▸ Given task
In the account of farm-to-table dining in the Twin Cities, what is the name of the farm that supplies Wise Acre Eatery, and where is it located?

▸ Passage provided
######

Summertime in the Midwest means thriving fields and colorful plates.
At a farm-to-table restaurant, it means fresh eggs and — since the season is now over — hopefully no asparagus in late July.
I took to the Twin Cities for a full day of farm-to-table dining at a few of the places that put (natural) stock into those three pretty words.
Late breakfast at Birchwood Cafe:
Seward is no doubt the patron saint of neighborliness, and their love of community is fully demonstrated at Birchwood.
Instead of four seasons, the restaurant boasts eight: spring, summer, scorch, autumn, dusk, frost, winter and thaw.
A list of organic farms in Minnesota, Wisconsin and Iowa — where ingredients are sourced — is listed on the cafe’s website.
I tried one of the location’s most famous offerings: the savory waffle. The waffle itself was made up of green beans, quinoa and feta. Each section was topped differently — blueberry chutney, lemon dill butter, bacon lardoons and a sunny-side-up egg. Maple syrup and powdered sugar were also provided.
For a dish comprised of green beans, it tasted more mainstream than one would think. All toppings were excellent, but I liked the mixture of chutney and waffle best.
Not knowing how filling the savory waffle would be, I decided to add a little sweetness to my breakfast. I ordered a fresh mint brownie from the ever-changing pastry case. The bar’s filling was suffused with the taste of fresh mint; flakes of herb added color and a touch of earthiness to the chocolate. The brownie paired perfectly with a cup of Peace Coffee’s Birchwood blend — a decadent dessert.
Lunch at Wise Acre Eatery:
With a kitschy-chic interior, vintage marquee-style sign and plenty of flowers and animal statues, Wise Acre is a blogger’s paradise; it has captured the down-to-earth vibe so many nosheries covet. One waitress wore a Kingfield Farmers Market shirt and Haflingers clogs — refilling glasses with triple-filtered water as patrons politely pretended their food photography had not been interrupted.
Wise Acre gets 75 to 95 percent of its ingredients sourced directly from its own 100-acre farm — Tangletown Gardens — in Plato, MN.
I tried all three daily specials: a house-made blueberry, aronia, rhubarb and basil soda, a chilled spring pea soup and a “taste of Asia” salad.

######

▸ Supplied information
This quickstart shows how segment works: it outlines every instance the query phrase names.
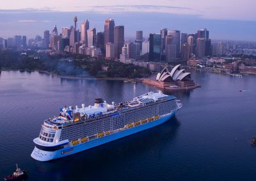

######

▸ Worked answer
Tangletown Gardens, in Plato, MN.